* [DIRECTIVE]:
Reproduce every one of the records below line for line, changing nothing, and omit the picture from your copy.

* [THE DATA]:

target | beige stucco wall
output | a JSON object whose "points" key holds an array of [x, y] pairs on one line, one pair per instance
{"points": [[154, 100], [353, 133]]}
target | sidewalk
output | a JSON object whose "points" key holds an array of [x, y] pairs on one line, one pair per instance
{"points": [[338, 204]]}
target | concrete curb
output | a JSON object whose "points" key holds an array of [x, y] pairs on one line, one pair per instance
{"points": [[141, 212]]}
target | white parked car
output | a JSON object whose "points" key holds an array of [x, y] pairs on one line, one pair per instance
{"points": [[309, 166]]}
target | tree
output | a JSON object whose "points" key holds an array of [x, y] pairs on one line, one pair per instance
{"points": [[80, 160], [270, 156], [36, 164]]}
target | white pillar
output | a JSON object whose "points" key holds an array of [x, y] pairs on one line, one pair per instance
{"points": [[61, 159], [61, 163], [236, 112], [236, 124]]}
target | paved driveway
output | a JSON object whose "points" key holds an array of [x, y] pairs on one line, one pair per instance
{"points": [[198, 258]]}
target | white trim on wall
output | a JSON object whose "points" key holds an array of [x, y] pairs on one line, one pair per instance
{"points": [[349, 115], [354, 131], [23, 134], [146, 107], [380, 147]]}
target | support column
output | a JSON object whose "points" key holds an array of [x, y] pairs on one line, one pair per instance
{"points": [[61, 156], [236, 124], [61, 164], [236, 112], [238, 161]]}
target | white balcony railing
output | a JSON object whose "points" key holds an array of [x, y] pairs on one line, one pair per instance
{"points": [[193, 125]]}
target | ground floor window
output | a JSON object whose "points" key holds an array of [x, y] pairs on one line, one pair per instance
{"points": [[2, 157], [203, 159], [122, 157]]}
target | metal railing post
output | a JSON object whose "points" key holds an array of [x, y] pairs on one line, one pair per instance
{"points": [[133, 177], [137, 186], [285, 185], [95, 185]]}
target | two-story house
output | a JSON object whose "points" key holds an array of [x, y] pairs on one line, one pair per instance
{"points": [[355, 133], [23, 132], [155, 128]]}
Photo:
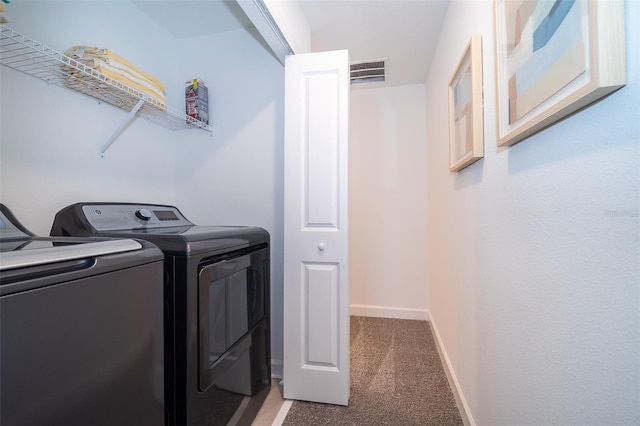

* [REPLY TO THE EXERCISE]:
target | beige stucco wall
output | a JSON object whose "points" key holds an array of [x, y] pairs on one line, one pair per instance
{"points": [[154, 100], [353, 133]]}
target | sidewalk
output | a JSON object whose "points" key holds an array of [x, y] pairs on one line, one pair per instance
{"points": [[338, 204]]}
target | concrete curb
output | a JSON object whose "points" key holds an array of [x, y] pairs on one line, one pair per instance
{"points": [[141, 212]]}
target | white parked car
output | a JSON object whose "points" key holds an array of [x, y] pairs on one line, one pair per instance
{"points": [[309, 166]]}
target | tree
output | a JSON object whose "points" key holds an array of [x, y] pairs on one line, one pair per instance
{"points": [[80, 160], [270, 156], [36, 164]]}
target | white pillar
output | a JSON object whose "points" key holds an array of [x, y] pairs on one line, one pair per instance
{"points": [[61, 159], [61, 163], [236, 112], [236, 124]]}
target | paved driveway
output | a JSON object whose "points" key holds an array of [x, y] pairs on one line, one pair per instance
{"points": [[198, 258]]}
target | white trim on wall
output | a JSON object whose "points" key holds an array of [x, y] pairs on one line, one pair per instance
{"points": [[349, 115], [354, 131], [23, 134], [146, 107], [380, 147]]}
target | support column
output | a JSON object whose "points" key holds an array of [x, y] pairs on one line, one pair per instance
{"points": [[61, 156], [236, 124], [61, 164], [236, 112], [238, 161]]}
target | white balcony railing
output | a JSON object whose "points" key holds an array of [x, y] pairs on one line, one pair per instance
{"points": [[193, 125]]}
target | ground floor window
output | a JSON object whose "points" key holds an array of [x, y] pairs on one line, one pair per instance
{"points": [[2, 157], [203, 159], [122, 157]]}
target | metal railing post
output | a JSON object whose "points" key holds an array of [x, y] pairs on one line, one pair per instance
{"points": [[133, 177], [137, 186], [285, 185], [95, 185]]}
target | two-story house
output | a JSON object whose "points" key holds an array of [x, y] pairs on one line, one pair per instance
{"points": [[355, 133], [23, 132], [155, 128]]}
Photo:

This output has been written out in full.